[About this task] Pull each line holding the word "boat" from the data.

'''

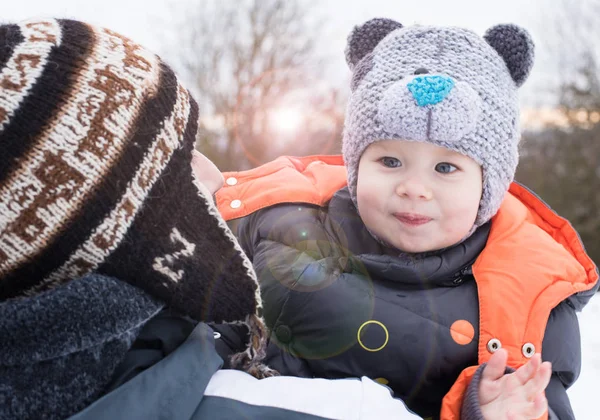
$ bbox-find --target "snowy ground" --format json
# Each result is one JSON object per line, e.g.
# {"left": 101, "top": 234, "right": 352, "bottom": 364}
{"left": 568, "top": 294, "right": 599, "bottom": 419}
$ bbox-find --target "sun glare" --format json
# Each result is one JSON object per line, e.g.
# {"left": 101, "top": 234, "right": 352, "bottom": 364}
{"left": 269, "top": 107, "right": 304, "bottom": 134}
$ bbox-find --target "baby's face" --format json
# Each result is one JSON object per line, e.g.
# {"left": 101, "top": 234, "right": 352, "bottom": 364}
{"left": 356, "top": 140, "right": 482, "bottom": 253}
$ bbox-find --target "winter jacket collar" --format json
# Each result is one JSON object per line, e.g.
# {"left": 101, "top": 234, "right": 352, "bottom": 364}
{"left": 326, "top": 187, "right": 491, "bottom": 288}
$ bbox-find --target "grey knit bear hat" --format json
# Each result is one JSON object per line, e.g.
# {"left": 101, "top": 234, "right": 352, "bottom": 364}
{"left": 342, "top": 18, "right": 535, "bottom": 227}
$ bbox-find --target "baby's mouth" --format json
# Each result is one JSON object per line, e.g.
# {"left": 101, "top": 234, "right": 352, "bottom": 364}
{"left": 394, "top": 212, "right": 433, "bottom": 226}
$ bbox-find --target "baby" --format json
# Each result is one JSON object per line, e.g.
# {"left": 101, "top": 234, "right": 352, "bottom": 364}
{"left": 217, "top": 18, "right": 599, "bottom": 419}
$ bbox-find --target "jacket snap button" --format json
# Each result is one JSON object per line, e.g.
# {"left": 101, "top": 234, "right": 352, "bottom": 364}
{"left": 275, "top": 325, "right": 292, "bottom": 344}
{"left": 226, "top": 177, "right": 238, "bottom": 186}
{"left": 522, "top": 343, "right": 535, "bottom": 358}
{"left": 487, "top": 338, "right": 502, "bottom": 353}
{"left": 230, "top": 199, "right": 242, "bottom": 209}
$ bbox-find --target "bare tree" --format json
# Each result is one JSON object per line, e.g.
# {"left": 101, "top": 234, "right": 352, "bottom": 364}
{"left": 170, "top": 0, "right": 344, "bottom": 170}
{"left": 517, "top": 125, "right": 600, "bottom": 266}
{"left": 537, "top": 0, "right": 600, "bottom": 124}
{"left": 517, "top": 0, "right": 600, "bottom": 266}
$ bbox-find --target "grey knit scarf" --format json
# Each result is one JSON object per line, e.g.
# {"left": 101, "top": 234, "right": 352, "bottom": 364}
{"left": 0, "top": 274, "right": 164, "bottom": 420}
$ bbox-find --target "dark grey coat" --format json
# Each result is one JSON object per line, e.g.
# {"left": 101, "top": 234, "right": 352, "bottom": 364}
{"left": 234, "top": 187, "right": 593, "bottom": 420}
{"left": 2, "top": 274, "right": 425, "bottom": 420}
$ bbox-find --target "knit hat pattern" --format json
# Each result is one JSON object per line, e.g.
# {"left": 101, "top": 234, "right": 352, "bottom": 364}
{"left": 342, "top": 18, "right": 535, "bottom": 226}
{"left": 0, "top": 18, "right": 263, "bottom": 327}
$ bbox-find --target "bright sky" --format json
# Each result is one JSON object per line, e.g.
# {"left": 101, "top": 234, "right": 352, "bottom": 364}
{"left": 2, "top": 0, "right": 543, "bottom": 48}
{"left": 3, "top": 0, "right": 557, "bottom": 105}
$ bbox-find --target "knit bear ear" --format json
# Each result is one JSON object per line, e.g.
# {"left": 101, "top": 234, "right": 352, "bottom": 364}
{"left": 345, "top": 18, "right": 403, "bottom": 70}
{"left": 484, "top": 24, "right": 535, "bottom": 87}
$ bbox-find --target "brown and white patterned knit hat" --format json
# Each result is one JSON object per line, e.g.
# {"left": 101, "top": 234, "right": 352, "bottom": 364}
{"left": 0, "top": 18, "right": 273, "bottom": 377}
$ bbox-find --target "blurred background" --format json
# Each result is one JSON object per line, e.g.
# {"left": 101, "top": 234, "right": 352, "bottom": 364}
{"left": 5, "top": 0, "right": 600, "bottom": 270}
{"left": 9, "top": 0, "right": 597, "bottom": 268}
{"left": 3, "top": 3, "right": 599, "bottom": 415}
{"left": 4, "top": 0, "right": 597, "bottom": 268}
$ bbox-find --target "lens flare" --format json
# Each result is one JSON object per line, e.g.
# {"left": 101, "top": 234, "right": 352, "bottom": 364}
{"left": 268, "top": 107, "right": 304, "bottom": 135}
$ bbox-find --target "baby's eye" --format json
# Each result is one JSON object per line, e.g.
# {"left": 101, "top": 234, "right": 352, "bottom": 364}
{"left": 380, "top": 157, "right": 402, "bottom": 168}
{"left": 435, "top": 162, "right": 458, "bottom": 174}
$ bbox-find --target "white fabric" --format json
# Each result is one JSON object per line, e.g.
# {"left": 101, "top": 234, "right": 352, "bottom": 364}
{"left": 205, "top": 370, "right": 422, "bottom": 420}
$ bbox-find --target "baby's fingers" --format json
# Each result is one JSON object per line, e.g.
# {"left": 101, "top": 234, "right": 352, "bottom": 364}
{"left": 479, "top": 348, "right": 508, "bottom": 405}
{"left": 514, "top": 353, "right": 541, "bottom": 385}
{"left": 530, "top": 391, "right": 549, "bottom": 419}
{"left": 482, "top": 348, "right": 508, "bottom": 382}
{"left": 524, "top": 361, "right": 552, "bottom": 398}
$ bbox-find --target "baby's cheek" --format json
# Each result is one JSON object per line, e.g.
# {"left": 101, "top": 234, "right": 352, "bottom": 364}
{"left": 357, "top": 188, "right": 380, "bottom": 213}
{"left": 446, "top": 203, "right": 478, "bottom": 232}
{"left": 357, "top": 191, "right": 382, "bottom": 230}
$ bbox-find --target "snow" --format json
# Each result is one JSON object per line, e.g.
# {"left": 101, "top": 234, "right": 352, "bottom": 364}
{"left": 569, "top": 294, "right": 600, "bottom": 418}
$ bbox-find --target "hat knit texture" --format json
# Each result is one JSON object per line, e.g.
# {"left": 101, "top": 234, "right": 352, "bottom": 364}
{"left": 0, "top": 18, "right": 274, "bottom": 377}
{"left": 342, "top": 19, "right": 535, "bottom": 227}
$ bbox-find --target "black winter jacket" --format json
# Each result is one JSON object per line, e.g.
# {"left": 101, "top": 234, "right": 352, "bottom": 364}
{"left": 230, "top": 187, "right": 593, "bottom": 420}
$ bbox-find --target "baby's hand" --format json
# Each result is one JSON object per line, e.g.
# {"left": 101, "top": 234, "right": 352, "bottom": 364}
{"left": 478, "top": 348, "right": 552, "bottom": 420}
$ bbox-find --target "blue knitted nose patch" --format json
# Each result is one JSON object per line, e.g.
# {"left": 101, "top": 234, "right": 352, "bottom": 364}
{"left": 407, "top": 75, "right": 455, "bottom": 107}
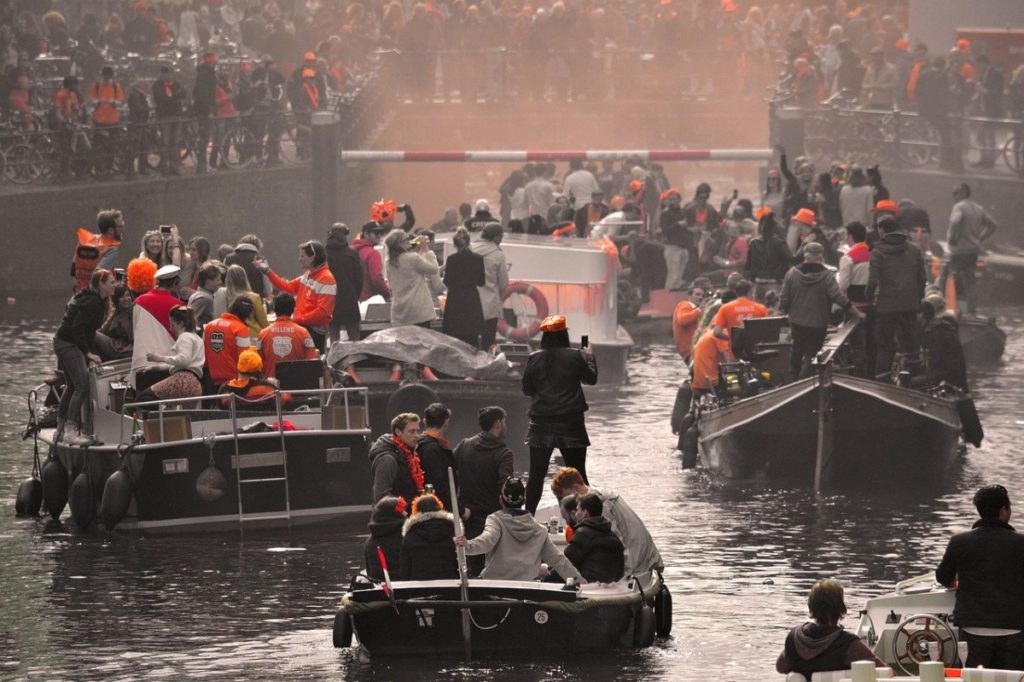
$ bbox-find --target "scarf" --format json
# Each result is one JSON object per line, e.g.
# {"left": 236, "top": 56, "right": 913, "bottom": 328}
{"left": 303, "top": 81, "right": 319, "bottom": 109}
{"left": 424, "top": 430, "right": 449, "bottom": 448}
{"left": 392, "top": 435, "right": 425, "bottom": 493}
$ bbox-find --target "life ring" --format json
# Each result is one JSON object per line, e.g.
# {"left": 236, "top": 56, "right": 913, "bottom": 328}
{"left": 497, "top": 281, "right": 550, "bottom": 342}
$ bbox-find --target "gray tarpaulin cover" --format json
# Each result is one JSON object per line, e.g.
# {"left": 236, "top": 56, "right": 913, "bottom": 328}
{"left": 325, "top": 326, "right": 517, "bottom": 381}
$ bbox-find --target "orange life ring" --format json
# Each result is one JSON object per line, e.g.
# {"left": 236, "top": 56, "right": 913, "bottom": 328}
{"left": 497, "top": 280, "right": 550, "bottom": 342}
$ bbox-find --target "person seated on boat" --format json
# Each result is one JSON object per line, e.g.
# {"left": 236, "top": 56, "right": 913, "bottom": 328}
{"left": 454, "top": 476, "right": 583, "bottom": 583}
{"left": 131, "top": 265, "right": 186, "bottom": 393}
{"left": 918, "top": 298, "right": 968, "bottom": 391}
{"left": 551, "top": 467, "right": 663, "bottom": 576}
{"left": 776, "top": 578, "right": 885, "bottom": 677}
{"left": 204, "top": 296, "right": 256, "bottom": 388}
{"left": 135, "top": 306, "right": 205, "bottom": 408}
{"left": 256, "top": 292, "right": 317, "bottom": 380}
{"left": 417, "top": 403, "right": 457, "bottom": 514}
{"left": 711, "top": 279, "right": 768, "bottom": 342}
{"left": 564, "top": 493, "right": 625, "bottom": 584}
{"left": 364, "top": 495, "right": 408, "bottom": 581}
{"left": 690, "top": 327, "right": 735, "bottom": 404}
{"left": 936, "top": 484, "right": 1024, "bottom": 670}
{"left": 218, "top": 349, "right": 289, "bottom": 410}
{"left": 559, "top": 494, "right": 578, "bottom": 542}
{"left": 399, "top": 493, "right": 458, "bottom": 581}
{"left": 96, "top": 283, "right": 135, "bottom": 361}
{"left": 370, "top": 412, "right": 427, "bottom": 508}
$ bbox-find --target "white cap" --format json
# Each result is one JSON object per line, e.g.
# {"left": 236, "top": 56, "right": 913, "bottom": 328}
{"left": 474, "top": 198, "right": 491, "bottom": 213}
{"left": 155, "top": 265, "right": 181, "bottom": 281}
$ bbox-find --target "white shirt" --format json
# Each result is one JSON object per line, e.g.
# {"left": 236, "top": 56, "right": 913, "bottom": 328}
{"left": 152, "top": 332, "right": 205, "bottom": 379}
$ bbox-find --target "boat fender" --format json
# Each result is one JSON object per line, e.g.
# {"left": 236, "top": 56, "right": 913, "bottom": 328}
{"left": 681, "top": 426, "right": 699, "bottom": 469}
{"left": 385, "top": 382, "right": 439, "bottom": 421}
{"left": 41, "top": 455, "right": 69, "bottom": 520}
{"left": 15, "top": 476, "right": 43, "bottom": 516}
{"left": 196, "top": 464, "right": 228, "bottom": 503}
{"left": 633, "top": 602, "right": 656, "bottom": 648}
{"left": 332, "top": 611, "right": 354, "bottom": 648}
{"left": 957, "top": 396, "right": 983, "bottom": 448}
{"left": 69, "top": 471, "right": 95, "bottom": 529}
{"left": 100, "top": 468, "right": 133, "bottom": 529}
{"left": 654, "top": 585, "right": 673, "bottom": 638}
{"left": 497, "top": 281, "right": 550, "bottom": 342}
{"left": 670, "top": 382, "right": 692, "bottom": 434}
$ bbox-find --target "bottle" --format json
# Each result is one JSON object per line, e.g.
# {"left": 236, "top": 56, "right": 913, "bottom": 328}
{"left": 548, "top": 516, "right": 559, "bottom": 534}
{"left": 424, "top": 483, "right": 434, "bottom": 496}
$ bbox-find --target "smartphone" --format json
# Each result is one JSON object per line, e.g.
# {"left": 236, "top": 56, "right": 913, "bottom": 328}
{"left": 159, "top": 224, "right": 172, "bottom": 235}
{"left": 581, "top": 335, "right": 589, "bottom": 348}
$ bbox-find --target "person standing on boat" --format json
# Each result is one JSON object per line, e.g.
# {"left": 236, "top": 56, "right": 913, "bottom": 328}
{"left": 776, "top": 578, "right": 885, "bottom": 677}
{"left": 521, "top": 315, "right": 598, "bottom": 515}
{"left": 937, "top": 484, "right": 1024, "bottom": 670}
{"left": 255, "top": 240, "right": 336, "bottom": 354}
{"left": 325, "top": 223, "right": 363, "bottom": 343}
{"left": 454, "top": 476, "right": 582, "bottom": 583}
{"left": 473, "top": 223, "right": 509, "bottom": 350}
{"left": 416, "top": 403, "right": 457, "bottom": 514}
{"left": 400, "top": 493, "right": 458, "bottom": 581}
{"left": 837, "top": 222, "right": 874, "bottom": 377}
{"left": 383, "top": 229, "right": 442, "bottom": 329}
{"left": 131, "top": 265, "right": 186, "bottom": 391}
{"left": 779, "top": 243, "right": 863, "bottom": 381}
{"left": 369, "top": 413, "right": 426, "bottom": 507}
{"left": 441, "top": 227, "right": 486, "bottom": 348}
{"left": 944, "top": 183, "right": 999, "bottom": 317}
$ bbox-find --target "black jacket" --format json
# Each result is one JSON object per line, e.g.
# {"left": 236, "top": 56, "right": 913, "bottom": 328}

'''

[Response box]
$ bbox-find --target "person seated on boat" --format json
$ bbox-find --target "boat fender" --format json
$ bbox-find --target "person standing on boat" --format json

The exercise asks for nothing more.